» Records excerpted from a collection:

>> Start

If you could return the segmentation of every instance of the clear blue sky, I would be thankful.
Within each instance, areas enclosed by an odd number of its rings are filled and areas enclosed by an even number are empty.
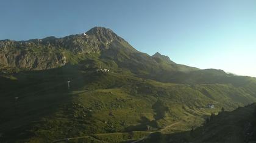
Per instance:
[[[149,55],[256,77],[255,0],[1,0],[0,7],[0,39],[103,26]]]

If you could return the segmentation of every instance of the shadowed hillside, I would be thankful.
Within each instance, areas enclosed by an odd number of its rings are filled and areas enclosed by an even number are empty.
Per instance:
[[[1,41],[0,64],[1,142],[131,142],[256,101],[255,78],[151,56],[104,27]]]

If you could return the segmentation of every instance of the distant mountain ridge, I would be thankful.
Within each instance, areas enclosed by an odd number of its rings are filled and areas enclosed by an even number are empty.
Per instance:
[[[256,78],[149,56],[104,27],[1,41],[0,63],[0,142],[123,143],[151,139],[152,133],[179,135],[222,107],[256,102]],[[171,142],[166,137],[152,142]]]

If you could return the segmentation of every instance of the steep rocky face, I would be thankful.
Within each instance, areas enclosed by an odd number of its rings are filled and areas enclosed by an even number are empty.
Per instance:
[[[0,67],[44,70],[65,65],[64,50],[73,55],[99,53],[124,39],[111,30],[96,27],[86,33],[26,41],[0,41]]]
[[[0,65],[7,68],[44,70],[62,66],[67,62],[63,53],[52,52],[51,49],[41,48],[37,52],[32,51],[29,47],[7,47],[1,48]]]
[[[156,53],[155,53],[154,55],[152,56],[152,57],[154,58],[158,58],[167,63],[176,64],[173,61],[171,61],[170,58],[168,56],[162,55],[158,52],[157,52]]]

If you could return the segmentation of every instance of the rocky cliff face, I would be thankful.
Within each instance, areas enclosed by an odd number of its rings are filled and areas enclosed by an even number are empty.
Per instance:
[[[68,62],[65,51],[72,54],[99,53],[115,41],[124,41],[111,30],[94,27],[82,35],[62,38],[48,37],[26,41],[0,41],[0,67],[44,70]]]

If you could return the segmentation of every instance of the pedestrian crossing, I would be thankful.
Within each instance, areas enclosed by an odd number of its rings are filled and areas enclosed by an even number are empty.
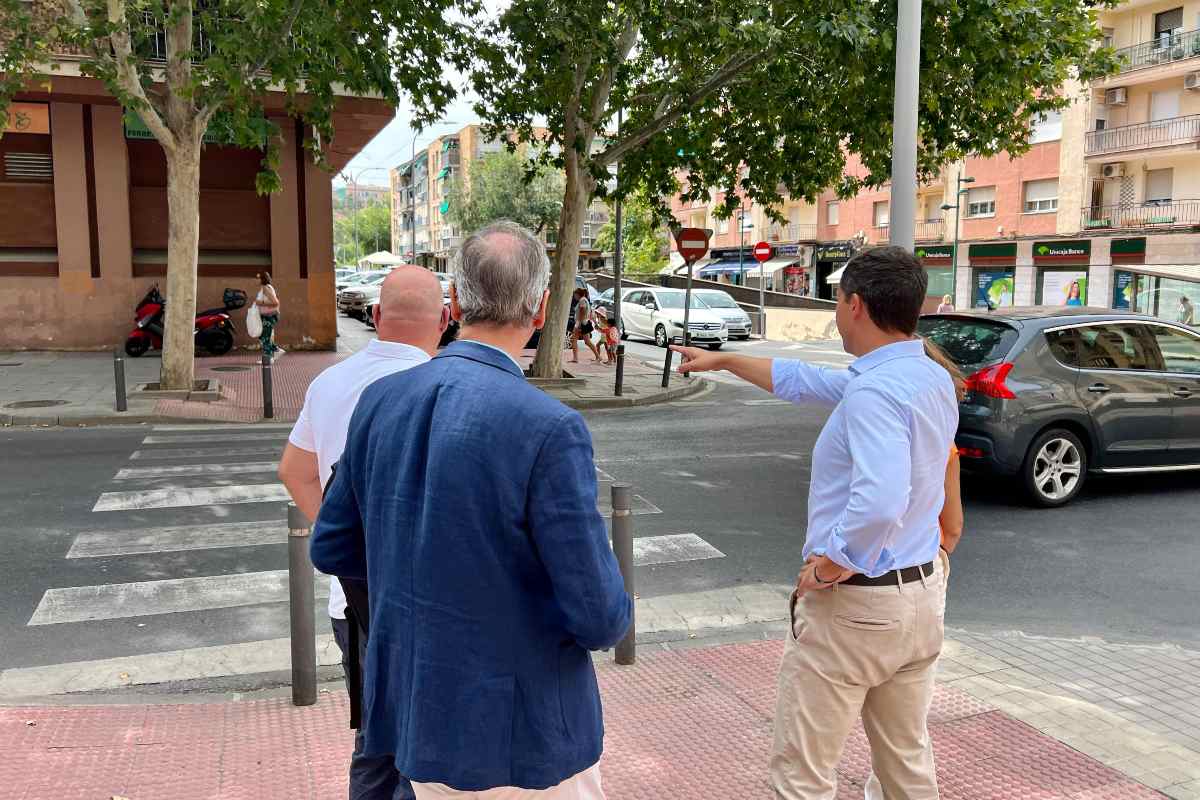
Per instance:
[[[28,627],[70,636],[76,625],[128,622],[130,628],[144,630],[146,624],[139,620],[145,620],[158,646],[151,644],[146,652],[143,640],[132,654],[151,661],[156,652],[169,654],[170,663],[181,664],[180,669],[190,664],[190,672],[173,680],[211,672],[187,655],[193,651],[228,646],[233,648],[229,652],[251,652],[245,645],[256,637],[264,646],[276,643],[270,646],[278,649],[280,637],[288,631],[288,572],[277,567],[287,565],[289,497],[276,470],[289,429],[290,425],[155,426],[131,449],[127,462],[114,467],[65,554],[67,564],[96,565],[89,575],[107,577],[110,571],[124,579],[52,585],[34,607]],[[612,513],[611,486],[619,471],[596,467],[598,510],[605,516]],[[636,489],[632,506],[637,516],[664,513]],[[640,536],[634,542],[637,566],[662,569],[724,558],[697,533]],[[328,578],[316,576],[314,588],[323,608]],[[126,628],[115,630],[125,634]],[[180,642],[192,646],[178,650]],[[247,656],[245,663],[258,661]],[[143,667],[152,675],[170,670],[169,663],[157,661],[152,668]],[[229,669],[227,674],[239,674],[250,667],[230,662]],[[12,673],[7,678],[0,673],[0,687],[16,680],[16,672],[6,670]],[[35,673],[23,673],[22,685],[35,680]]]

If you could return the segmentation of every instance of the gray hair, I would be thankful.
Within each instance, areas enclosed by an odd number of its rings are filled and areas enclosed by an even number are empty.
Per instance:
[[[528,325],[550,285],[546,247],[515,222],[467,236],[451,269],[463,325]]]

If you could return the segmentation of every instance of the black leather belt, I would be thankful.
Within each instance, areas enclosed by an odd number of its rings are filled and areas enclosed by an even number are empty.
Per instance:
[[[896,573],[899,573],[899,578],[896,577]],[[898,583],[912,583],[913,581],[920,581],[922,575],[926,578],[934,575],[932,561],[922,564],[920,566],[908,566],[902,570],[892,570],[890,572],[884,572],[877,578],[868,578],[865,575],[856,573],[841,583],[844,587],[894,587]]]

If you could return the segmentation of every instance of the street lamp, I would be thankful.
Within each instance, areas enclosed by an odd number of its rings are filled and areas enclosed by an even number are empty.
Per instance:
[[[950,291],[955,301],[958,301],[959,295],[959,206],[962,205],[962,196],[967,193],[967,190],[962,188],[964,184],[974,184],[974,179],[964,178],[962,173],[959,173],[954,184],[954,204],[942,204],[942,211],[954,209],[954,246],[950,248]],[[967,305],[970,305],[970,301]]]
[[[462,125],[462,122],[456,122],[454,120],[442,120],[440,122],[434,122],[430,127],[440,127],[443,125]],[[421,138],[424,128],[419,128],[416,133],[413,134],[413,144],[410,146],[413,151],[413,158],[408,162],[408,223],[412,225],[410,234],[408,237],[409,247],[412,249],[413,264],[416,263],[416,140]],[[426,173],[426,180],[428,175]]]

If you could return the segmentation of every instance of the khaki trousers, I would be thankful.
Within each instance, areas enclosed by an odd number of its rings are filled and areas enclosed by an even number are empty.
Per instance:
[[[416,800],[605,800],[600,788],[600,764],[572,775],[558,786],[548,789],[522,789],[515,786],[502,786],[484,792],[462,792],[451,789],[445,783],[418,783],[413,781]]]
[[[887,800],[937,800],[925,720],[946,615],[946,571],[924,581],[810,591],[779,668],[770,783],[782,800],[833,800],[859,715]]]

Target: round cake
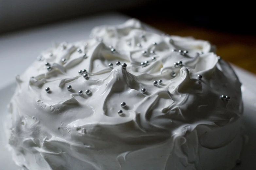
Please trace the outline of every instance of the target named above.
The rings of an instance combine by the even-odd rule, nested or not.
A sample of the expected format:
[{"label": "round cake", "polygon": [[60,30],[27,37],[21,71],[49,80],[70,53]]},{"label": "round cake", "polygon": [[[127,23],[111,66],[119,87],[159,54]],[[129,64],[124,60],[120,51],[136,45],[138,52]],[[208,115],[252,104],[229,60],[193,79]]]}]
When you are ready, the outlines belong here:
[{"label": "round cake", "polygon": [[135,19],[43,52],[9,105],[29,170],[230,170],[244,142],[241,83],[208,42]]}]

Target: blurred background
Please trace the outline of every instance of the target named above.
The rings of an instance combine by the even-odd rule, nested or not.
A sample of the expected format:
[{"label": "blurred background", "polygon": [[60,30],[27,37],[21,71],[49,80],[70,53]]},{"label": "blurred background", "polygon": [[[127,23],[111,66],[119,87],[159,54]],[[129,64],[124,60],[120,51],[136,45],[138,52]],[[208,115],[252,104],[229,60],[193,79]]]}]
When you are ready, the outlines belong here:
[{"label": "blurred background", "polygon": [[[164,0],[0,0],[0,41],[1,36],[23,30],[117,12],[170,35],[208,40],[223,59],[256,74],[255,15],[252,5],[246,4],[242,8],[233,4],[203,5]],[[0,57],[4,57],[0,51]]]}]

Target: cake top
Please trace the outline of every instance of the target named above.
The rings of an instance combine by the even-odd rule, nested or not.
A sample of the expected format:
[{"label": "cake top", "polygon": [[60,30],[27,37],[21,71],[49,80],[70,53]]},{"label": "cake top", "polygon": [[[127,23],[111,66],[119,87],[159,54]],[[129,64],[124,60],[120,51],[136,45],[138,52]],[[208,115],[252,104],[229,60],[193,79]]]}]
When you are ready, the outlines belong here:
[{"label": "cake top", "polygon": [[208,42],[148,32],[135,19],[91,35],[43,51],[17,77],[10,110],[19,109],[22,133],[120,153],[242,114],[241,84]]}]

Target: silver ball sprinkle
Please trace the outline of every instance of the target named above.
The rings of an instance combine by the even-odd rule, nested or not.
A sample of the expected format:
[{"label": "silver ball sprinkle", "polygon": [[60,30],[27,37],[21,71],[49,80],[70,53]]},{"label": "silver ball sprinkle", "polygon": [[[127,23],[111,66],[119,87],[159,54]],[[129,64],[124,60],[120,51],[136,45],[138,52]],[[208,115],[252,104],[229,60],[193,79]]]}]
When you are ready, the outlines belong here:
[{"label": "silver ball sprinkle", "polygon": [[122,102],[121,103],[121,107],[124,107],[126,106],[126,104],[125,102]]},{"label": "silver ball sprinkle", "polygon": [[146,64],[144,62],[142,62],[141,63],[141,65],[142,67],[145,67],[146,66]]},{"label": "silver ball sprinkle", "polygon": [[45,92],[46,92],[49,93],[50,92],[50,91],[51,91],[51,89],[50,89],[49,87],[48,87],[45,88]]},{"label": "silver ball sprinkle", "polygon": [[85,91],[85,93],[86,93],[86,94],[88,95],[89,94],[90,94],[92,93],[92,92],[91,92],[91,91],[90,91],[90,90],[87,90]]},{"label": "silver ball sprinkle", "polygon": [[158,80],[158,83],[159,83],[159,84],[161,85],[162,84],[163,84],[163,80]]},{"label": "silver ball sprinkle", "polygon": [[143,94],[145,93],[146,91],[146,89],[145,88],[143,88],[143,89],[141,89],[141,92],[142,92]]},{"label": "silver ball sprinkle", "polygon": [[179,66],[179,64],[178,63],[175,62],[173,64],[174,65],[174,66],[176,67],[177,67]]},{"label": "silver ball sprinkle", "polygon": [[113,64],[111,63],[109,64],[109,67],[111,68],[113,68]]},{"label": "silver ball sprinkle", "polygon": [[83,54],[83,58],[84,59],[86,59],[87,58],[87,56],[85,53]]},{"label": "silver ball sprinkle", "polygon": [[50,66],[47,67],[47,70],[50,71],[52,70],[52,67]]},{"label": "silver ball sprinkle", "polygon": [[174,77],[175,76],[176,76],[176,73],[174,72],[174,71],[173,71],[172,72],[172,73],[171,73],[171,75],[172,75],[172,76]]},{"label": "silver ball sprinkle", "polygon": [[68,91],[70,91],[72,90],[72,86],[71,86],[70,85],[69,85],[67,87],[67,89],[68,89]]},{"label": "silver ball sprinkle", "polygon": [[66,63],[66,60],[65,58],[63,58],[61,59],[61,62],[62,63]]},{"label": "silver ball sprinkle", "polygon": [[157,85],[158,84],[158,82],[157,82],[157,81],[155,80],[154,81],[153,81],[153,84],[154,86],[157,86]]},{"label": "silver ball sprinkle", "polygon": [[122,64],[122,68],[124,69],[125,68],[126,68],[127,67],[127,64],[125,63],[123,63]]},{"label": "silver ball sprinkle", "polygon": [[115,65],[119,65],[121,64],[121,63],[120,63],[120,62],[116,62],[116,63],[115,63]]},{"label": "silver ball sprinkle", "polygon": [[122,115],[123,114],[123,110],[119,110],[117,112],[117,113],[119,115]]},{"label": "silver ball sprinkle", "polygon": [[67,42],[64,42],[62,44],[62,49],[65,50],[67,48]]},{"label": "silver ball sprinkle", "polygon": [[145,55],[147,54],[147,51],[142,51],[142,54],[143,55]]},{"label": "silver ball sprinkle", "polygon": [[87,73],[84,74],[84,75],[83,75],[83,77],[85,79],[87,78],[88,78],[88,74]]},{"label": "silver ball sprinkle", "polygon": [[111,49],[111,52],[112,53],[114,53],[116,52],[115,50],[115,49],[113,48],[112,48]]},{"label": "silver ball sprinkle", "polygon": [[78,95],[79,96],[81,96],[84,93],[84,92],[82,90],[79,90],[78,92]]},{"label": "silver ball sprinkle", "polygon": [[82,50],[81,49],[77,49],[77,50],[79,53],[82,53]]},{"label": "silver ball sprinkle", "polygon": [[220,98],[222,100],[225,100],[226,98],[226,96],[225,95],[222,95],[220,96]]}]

>> End

» Exercise: Update the data from its first line through the line containing "[[[149,55],[256,77],[255,0],[1,0],[0,7],[0,39],[103,26]]]", replacing "clear blue sky" with "cloudless sky" and leaving everything else unchanged. Give back only those lines, with the pictures left out.

» Response to this exercise:
If you could return the segmentation of every instance of the cloudless sky, I would be thankful.
Within each instance, areas enclosed by an odd number of its rings are filled and areas enclosed by an even number are empty.
Per instance:
[[[149,55],[256,77],[255,0],[1,0],[0,7],[0,39],[103,26]]]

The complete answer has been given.